Recorded data
════════

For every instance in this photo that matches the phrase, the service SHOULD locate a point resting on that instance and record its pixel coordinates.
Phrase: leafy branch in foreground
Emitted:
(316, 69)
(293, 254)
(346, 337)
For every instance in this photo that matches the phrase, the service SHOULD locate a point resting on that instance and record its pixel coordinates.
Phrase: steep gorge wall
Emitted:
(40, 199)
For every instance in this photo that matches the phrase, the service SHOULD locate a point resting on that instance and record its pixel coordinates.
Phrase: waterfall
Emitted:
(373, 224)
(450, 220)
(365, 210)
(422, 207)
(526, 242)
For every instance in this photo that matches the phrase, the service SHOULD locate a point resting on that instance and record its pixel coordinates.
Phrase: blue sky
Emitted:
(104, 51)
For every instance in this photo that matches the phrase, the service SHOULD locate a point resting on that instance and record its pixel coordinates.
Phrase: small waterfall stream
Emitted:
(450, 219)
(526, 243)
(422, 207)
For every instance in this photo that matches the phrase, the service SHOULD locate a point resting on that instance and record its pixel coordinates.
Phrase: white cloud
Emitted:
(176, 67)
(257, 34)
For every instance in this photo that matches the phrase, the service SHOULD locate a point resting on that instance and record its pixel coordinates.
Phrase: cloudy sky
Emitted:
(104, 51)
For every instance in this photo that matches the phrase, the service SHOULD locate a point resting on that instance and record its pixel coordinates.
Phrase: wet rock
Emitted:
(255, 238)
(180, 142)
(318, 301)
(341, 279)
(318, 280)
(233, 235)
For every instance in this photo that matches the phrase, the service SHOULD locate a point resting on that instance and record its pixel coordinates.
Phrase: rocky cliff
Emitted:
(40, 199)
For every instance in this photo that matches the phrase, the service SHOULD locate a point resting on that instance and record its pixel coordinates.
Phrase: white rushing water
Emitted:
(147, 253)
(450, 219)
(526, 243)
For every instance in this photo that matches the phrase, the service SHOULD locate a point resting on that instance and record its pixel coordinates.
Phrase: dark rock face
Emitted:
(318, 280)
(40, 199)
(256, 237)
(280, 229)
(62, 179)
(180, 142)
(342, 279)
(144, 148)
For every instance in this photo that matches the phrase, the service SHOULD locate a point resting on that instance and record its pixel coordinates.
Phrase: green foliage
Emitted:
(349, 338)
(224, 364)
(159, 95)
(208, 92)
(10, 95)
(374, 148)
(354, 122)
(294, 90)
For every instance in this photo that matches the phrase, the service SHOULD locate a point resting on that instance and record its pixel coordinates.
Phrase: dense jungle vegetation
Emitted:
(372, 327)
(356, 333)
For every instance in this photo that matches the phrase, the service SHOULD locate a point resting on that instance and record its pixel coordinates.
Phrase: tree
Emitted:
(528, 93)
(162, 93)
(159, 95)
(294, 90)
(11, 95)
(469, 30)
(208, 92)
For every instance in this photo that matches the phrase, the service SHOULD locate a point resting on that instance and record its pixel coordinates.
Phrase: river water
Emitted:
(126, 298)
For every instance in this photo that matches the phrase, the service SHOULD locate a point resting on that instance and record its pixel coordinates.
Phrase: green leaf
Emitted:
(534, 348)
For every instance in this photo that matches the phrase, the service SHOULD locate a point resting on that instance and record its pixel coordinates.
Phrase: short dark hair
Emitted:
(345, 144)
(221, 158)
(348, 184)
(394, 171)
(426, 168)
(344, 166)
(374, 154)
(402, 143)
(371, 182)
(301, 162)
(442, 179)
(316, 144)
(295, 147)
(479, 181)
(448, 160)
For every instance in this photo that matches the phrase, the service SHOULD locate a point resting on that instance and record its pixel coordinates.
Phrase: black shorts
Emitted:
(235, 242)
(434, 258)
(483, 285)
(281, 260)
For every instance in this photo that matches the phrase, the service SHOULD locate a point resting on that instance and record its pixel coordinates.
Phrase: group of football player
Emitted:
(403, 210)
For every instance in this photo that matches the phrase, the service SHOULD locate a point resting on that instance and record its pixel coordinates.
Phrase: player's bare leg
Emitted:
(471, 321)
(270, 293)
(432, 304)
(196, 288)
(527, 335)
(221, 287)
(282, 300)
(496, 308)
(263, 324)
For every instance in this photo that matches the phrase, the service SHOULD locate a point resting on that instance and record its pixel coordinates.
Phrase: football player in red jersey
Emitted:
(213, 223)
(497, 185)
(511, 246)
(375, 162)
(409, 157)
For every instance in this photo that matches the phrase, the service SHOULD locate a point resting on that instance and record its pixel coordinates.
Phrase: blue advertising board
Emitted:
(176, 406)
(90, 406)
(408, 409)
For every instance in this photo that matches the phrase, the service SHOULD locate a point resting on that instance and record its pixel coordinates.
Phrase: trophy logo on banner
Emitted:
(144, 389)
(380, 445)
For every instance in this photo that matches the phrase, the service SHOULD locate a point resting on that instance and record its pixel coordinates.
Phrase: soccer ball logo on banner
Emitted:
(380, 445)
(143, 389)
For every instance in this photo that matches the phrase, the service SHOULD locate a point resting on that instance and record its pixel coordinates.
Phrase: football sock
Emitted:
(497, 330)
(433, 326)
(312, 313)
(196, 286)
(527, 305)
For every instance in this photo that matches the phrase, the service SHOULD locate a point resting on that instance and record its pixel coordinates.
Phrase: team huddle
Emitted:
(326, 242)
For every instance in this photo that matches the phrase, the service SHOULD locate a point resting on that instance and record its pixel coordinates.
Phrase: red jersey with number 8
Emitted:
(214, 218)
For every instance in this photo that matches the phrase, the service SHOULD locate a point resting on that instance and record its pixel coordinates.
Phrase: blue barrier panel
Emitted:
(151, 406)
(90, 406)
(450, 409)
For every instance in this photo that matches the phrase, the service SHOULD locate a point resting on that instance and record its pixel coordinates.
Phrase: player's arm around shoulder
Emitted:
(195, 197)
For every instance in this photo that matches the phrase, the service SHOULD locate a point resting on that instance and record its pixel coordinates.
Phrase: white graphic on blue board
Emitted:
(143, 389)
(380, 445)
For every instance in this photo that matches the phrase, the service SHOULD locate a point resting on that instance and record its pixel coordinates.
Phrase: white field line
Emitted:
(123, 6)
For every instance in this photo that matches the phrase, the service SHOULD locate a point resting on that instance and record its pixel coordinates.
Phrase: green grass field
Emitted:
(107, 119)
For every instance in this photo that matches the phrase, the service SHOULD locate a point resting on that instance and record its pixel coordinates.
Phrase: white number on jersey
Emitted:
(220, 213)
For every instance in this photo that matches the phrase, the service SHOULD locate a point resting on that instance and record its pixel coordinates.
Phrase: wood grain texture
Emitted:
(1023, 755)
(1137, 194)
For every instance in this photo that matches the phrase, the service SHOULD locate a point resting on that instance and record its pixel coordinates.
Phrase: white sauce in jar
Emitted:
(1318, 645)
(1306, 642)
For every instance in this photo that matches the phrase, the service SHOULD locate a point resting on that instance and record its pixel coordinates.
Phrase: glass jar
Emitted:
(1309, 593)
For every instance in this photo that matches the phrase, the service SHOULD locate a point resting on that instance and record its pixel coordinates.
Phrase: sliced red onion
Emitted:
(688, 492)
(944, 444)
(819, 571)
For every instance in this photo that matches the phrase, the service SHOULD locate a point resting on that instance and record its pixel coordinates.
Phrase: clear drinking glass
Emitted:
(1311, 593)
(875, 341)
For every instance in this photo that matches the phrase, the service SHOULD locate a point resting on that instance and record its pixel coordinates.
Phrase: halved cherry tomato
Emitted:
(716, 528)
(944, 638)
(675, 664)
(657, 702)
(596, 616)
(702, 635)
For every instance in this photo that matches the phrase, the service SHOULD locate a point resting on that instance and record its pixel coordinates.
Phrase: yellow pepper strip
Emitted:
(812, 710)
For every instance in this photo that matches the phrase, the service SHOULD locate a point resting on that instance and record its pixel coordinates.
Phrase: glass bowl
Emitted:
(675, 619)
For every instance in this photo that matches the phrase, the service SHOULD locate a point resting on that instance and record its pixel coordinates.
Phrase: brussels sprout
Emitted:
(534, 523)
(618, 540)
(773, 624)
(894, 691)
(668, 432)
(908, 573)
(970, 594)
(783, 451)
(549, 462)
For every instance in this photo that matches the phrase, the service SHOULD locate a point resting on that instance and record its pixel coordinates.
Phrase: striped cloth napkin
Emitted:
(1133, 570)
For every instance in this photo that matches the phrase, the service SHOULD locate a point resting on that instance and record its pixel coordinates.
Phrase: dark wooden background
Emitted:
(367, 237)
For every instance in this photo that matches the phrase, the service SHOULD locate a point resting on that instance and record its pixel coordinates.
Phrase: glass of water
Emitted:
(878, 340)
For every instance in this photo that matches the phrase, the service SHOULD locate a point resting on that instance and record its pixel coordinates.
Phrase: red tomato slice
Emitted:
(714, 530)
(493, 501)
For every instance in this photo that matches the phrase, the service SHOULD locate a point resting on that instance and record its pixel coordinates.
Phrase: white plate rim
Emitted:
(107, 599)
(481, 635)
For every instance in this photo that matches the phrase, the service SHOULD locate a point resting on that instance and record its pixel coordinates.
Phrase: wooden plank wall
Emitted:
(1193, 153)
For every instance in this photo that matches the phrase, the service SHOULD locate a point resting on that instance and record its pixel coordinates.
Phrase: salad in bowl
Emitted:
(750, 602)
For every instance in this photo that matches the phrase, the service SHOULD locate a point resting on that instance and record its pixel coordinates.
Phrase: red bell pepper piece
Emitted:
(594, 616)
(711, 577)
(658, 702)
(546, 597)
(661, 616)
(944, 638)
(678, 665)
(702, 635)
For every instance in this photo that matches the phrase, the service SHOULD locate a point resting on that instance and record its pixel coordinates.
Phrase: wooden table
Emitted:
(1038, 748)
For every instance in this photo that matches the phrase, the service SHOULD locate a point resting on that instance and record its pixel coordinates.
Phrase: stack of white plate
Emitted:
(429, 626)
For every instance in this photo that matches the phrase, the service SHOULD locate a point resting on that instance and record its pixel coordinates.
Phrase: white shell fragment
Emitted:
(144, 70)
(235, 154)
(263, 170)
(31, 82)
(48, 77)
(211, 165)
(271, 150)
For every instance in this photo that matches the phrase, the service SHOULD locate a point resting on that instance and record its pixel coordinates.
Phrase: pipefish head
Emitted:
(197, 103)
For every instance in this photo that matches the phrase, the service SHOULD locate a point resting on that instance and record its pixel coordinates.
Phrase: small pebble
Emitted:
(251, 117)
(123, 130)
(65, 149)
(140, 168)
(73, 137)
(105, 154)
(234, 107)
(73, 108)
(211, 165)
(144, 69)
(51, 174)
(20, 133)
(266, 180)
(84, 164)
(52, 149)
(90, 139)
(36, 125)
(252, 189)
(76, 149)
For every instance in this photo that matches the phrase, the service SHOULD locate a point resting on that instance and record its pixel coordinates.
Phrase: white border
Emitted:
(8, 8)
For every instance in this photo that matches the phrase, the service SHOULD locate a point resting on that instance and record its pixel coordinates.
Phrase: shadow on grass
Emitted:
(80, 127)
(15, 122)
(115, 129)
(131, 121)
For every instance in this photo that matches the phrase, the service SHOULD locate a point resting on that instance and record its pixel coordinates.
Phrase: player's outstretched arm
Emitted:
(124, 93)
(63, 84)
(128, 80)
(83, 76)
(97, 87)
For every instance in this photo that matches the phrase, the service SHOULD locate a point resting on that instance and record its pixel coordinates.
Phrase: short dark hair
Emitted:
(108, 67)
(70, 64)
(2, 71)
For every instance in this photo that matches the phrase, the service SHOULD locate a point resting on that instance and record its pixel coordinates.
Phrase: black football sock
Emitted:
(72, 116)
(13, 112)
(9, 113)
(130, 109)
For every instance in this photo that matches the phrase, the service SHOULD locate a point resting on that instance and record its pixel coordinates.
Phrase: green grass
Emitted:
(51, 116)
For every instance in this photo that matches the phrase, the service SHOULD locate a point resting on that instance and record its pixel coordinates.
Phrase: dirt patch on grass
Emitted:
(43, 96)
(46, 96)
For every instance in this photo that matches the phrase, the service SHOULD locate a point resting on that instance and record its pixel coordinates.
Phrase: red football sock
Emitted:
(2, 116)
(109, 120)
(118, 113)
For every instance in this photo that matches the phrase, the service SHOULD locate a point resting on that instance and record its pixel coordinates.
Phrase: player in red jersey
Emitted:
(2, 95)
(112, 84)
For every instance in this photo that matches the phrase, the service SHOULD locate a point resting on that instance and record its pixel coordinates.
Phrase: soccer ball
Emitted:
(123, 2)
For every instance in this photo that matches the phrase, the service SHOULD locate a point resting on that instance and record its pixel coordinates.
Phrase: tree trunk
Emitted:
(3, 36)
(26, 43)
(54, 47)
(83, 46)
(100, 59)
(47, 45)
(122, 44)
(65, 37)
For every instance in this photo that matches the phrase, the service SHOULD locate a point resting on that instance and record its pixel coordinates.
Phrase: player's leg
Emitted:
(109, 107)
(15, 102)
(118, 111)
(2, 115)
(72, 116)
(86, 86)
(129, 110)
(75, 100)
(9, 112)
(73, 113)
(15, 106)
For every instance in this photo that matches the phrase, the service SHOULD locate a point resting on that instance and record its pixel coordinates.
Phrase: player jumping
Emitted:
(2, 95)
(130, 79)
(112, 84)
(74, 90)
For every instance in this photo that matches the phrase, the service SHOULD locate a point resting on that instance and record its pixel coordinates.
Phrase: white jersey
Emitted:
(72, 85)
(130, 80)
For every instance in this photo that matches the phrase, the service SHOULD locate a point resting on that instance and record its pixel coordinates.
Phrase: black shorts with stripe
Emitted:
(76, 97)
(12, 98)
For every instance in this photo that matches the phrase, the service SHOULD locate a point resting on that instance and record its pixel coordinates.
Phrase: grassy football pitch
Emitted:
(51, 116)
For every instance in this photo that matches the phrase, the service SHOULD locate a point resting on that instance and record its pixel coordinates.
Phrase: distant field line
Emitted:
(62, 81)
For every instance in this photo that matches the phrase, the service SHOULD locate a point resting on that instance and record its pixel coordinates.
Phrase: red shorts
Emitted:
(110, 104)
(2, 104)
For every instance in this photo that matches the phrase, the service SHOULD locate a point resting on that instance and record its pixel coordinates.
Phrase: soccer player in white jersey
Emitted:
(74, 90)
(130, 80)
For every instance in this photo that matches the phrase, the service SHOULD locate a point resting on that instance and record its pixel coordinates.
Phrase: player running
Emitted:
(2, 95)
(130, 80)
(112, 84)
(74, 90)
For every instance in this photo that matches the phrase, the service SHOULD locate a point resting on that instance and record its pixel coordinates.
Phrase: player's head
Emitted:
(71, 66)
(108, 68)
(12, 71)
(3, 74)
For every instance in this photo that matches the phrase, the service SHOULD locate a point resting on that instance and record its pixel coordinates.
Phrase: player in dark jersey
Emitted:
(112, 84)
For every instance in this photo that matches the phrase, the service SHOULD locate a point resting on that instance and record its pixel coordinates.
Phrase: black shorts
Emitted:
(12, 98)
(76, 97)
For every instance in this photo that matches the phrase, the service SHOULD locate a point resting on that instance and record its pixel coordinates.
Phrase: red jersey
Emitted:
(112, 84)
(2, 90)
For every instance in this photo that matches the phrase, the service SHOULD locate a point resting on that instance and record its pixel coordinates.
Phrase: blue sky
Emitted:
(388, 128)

════════

▸ WHAT TO PRODUCE: How many rows of the listing above contain the string "line", with case counting? Give only the number.

▸ RESPONSE TO THIS TASK: 2